Royal Courts of Justice
Rolls Building, 7 Rolls Buildings
Fetter Lane, London EC4A 1NL
Before :
MR. JUSTICE TEARE
Between :
(1) YUKOS FINANCE B.V. (2) YUKOS INTERNATIONAL UK B.V. (3) STITCHING ADMINISTRATIEKANTOOR YUKOS INTERNATIONAL (4) DAVID GODFREY (5) YUKOS CAPITAL SARL (6) FINANCIAL PERFORMANCE HOLDINGS B.V. (7) YUKOS HYDROCARBONS INVESTMENTS LIMITED | Claimants |
- and - | |
(1) STEPHEN LYNCH (2) STEPHEN JENNINGS (3) ROBERT REID (4) RICHARD ANDREW DEITZ (5) ROBERT MARK FORESMAN | Defendants |
Jawdat Khurshid (instructed by CMS Cameron McKenna Nabarro Olswang LLP) for the Claimants
First Defendant represented himself
Hearing date: 30 June 2017
Judgment Approved
Mr. Justice Teare :
This is an application by the First Defendant, Mr. Stephen Lynch, to set aside (i) an order dated 24 May 2016 by which Phillips J. extended the time for service of the Amended Claim Form on Mr. Lynch out of the jurisdiction until 22 May 2017 and (ii) an order dated 24 March 2017 by which Andrew Baker J. granted the Claimants retrospective permission to serve the Amended Claim Form out of the jurisdiction in Lebanon by means other than those provided for under CPR 6 and declared that service on Mr. Lynch on 1 January 2017 was good service. Mr. Lynch sought an order that the Amended Claim Form had not been validly served on him and a declaration that the English court had no jurisdiction to try the claim brought by the Claimants against him.

* [Problem to work on] Recast the paragraph of the judgment that begins "This is an application by the First Defendant" as a brief list that keeps its main facts.

Coordinate annotation entries
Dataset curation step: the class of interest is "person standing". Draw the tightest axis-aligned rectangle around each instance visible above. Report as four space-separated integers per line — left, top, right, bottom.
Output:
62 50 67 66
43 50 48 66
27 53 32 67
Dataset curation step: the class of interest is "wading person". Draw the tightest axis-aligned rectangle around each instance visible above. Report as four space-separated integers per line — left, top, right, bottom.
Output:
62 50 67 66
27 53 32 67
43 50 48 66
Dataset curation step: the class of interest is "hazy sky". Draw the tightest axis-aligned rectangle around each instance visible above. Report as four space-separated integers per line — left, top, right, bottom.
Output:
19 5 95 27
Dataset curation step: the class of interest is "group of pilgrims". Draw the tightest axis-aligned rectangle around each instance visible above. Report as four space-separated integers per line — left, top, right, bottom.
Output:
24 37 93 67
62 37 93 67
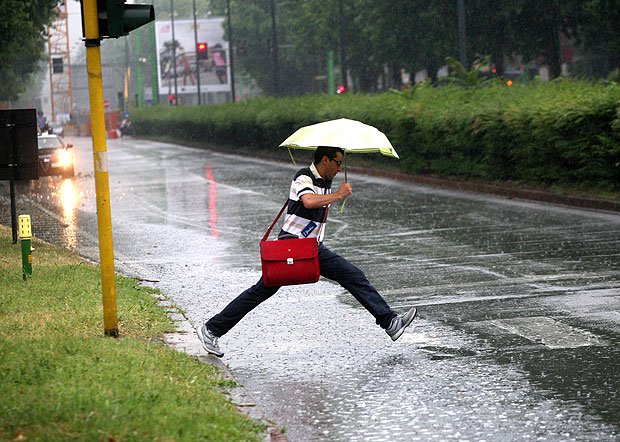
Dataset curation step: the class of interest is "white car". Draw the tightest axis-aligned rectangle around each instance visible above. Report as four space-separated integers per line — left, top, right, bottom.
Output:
38 133 75 178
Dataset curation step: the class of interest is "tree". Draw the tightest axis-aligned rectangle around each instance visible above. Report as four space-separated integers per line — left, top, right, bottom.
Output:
0 0 58 101
578 0 620 77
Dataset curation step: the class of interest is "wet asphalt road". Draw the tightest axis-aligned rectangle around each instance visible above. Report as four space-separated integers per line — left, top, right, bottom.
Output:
0 138 620 441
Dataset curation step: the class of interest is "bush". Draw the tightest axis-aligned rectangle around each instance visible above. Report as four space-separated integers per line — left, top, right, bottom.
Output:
133 79 620 190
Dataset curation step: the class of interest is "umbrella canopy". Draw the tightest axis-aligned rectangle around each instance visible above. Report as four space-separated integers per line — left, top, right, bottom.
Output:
280 118 398 158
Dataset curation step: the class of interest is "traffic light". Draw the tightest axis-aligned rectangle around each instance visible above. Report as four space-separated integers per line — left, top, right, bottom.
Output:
80 0 155 38
237 38 248 57
196 43 209 60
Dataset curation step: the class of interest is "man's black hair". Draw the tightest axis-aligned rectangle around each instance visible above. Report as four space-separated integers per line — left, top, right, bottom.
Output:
314 146 344 164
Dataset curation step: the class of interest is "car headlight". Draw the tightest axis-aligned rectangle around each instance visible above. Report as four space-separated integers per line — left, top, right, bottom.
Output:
58 150 73 167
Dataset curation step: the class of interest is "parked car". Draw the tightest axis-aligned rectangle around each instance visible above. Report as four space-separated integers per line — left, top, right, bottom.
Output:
38 133 75 178
48 121 65 137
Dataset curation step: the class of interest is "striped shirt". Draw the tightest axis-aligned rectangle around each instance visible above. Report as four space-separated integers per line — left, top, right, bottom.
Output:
278 164 332 242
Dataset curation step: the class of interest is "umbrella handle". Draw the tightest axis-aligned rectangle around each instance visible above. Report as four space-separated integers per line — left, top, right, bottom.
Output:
340 149 349 213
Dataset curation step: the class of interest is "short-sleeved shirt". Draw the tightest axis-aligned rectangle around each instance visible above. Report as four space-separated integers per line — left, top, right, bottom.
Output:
278 164 332 242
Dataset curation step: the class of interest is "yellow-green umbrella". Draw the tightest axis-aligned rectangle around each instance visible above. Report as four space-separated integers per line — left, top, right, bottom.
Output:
280 118 398 158
280 118 399 210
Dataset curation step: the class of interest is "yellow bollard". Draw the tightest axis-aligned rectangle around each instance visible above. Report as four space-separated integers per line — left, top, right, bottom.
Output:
18 215 33 281
83 0 118 337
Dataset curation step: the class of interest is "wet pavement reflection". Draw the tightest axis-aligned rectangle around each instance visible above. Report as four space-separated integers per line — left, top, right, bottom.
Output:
0 138 620 441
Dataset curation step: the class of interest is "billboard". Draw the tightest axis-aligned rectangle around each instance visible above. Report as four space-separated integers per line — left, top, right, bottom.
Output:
155 17 230 95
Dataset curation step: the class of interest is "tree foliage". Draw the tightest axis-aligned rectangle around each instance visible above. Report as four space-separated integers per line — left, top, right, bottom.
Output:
211 0 620 94
0 0 58 101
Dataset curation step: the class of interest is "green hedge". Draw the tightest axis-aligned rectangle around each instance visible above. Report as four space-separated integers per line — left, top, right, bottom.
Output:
132 79 620 190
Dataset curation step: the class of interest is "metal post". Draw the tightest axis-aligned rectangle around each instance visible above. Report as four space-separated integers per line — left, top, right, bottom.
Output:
19 215 32 281
338 0 349 92
226 0 236 103
170 0 179 102
83 0 118 337
327 51 336 95
149 22 159 104
457 0 467 69
192 0 202 106
269 0 280 95
136 31 144 109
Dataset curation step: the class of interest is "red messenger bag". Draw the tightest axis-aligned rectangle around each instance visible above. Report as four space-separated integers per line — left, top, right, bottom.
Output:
260 200 327 287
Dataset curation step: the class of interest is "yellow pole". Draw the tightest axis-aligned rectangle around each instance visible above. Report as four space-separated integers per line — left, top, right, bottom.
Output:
83 0 118 337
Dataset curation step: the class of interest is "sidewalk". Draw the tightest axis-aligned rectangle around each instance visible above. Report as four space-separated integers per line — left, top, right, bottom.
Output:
0 194 288 442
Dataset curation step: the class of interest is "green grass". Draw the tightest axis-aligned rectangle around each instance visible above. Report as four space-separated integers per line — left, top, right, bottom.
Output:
0 226 263 442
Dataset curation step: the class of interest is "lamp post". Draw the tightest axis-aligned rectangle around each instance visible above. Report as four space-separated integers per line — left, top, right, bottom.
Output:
192 0 202 106
226 0 236 103
170 0 179 102
457 0 467 69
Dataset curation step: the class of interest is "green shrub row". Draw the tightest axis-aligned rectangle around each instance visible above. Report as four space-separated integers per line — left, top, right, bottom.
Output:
132 79 620 190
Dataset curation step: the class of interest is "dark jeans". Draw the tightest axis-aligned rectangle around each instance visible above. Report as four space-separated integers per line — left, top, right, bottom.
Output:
207 243 396 336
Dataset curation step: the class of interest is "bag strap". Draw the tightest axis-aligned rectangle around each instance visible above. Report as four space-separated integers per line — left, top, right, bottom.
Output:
260 198 288 242
261 198 329 242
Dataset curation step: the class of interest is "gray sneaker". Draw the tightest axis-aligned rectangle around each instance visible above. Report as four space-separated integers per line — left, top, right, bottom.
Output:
196 324 224 358
385 307 418 341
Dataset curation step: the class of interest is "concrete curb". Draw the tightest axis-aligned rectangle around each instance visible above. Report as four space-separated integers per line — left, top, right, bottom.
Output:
157 295 288 442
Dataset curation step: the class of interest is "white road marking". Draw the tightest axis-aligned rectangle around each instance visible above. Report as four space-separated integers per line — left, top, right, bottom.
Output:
484 316 607 349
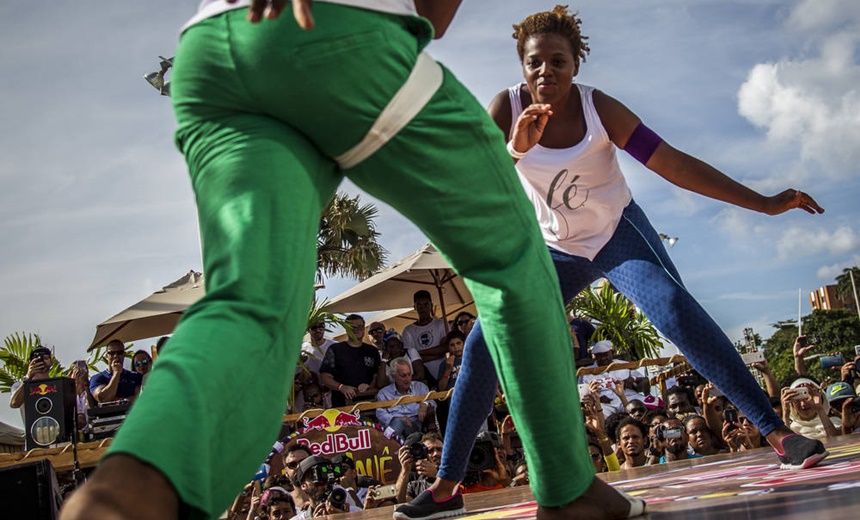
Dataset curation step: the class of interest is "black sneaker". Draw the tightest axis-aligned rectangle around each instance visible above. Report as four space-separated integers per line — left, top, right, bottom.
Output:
394 489 466 520
776 435 830 469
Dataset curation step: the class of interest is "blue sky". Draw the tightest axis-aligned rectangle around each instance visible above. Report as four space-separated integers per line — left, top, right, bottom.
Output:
0 0 860 424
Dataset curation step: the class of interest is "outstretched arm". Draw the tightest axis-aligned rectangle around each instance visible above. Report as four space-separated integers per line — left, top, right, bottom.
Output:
594 91 824 215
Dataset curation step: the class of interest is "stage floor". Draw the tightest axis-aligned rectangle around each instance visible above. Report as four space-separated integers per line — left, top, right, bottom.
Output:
338 435 860 520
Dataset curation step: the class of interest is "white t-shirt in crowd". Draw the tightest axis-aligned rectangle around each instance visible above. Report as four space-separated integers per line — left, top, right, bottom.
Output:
401 318 447 377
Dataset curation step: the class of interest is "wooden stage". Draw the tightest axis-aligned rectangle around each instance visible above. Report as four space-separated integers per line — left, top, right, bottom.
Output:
342 435 860 520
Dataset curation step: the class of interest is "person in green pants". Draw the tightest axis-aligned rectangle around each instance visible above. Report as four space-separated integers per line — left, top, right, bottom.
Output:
61 0 631 520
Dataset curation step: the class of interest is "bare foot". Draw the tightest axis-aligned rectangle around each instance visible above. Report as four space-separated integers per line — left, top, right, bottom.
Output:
429 477 459 501
60 455 179 520
536 477 630 520
767 426 795 453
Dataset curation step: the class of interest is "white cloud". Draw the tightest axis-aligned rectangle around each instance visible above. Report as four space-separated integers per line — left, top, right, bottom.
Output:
738 7 860 178
816 254 860 283
777 225 860 259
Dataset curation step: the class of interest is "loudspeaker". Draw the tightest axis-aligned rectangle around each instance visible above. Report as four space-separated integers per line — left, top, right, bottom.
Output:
24 377 76 450
0 459 63 520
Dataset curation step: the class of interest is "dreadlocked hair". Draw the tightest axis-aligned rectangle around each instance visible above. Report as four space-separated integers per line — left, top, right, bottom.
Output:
513 5 591 63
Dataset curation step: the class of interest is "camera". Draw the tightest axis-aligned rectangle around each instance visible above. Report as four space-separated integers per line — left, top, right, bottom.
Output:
821 354 844 369
657 425 681 441
723 408 738 431
311 463 346 509
409 442 428 463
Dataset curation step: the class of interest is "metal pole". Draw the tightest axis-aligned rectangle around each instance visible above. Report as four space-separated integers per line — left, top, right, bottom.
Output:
848 267 860 318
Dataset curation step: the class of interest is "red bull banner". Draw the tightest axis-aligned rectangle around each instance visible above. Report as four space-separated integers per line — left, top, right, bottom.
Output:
265 410 400 484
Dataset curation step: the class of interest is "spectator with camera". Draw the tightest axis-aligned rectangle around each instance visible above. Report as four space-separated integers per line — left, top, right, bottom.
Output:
395 432 444 506
294 455 361 519
650 417 701 464
380 329 424 383
781 377 839 439
9 345 54 419
463 431 511 493
579 339 650 417
615 417 648 469
376 357 436 439
90 339 143 405
666 385 699 417
283 443 312 510
825 381 860 435
320 314 388 408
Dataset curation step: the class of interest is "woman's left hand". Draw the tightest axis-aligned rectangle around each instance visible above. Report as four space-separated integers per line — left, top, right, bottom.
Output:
764 189 824 215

* [Solution to this task]
- Applicant: the First Defendant, Mr. Stephen Lynch.
- He seeks to set aside an order of 24 May 2016 by Phillips J. That order extended the time for serving the Amended Claim Form on him out of the jurisdiction until 22 May 2017.
- He also seeks to set aside an order of 24 March 2017 by Andrew Baker J. That order gave the Claimants retrospective permission to serve the Amended Claim Form out of the jurisdiction in Lebanon by means other than those under CPR 6. It also declared that service on Mr. Lynch on 1 January 2017 was good service.
- He sought an order that the Amended Claim Form had not been validly served on him.
- He sought a declaration that the English court had no jurisdiction to try the Claimants' claim against him.